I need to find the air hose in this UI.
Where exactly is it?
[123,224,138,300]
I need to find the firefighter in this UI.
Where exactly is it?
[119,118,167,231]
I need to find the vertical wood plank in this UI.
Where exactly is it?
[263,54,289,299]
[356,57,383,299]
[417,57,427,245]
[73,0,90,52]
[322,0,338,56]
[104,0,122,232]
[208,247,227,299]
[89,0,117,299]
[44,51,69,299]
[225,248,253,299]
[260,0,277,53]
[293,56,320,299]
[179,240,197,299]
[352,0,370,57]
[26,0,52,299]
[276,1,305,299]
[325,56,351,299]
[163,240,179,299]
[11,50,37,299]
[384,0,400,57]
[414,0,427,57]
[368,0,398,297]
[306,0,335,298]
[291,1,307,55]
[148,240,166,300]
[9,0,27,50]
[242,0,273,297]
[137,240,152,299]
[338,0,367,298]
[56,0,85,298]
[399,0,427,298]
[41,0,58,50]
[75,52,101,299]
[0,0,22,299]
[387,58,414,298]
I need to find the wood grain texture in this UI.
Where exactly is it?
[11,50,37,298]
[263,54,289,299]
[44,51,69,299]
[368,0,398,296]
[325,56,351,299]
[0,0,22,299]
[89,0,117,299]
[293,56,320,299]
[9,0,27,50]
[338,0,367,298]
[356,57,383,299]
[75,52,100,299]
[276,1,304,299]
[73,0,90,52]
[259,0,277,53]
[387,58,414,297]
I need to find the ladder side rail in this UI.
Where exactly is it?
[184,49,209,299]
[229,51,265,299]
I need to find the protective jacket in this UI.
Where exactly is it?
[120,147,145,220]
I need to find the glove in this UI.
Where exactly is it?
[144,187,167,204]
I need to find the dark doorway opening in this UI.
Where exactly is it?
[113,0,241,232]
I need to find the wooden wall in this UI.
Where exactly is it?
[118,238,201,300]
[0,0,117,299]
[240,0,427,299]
■ ■ ■
Exercise
Repeat the entries above word for word, from the line containing "I need to find the dark" through the end of the entries.

Answer to the problem
I need to find the dark doorway opening in this UI.
Where exactly is it?
[113,0,241,232]
I need to find the wooden wall in this UI.
Where exactly is it?
[118,238,201,300]
[0,0,117,299]
[240,0,427,299]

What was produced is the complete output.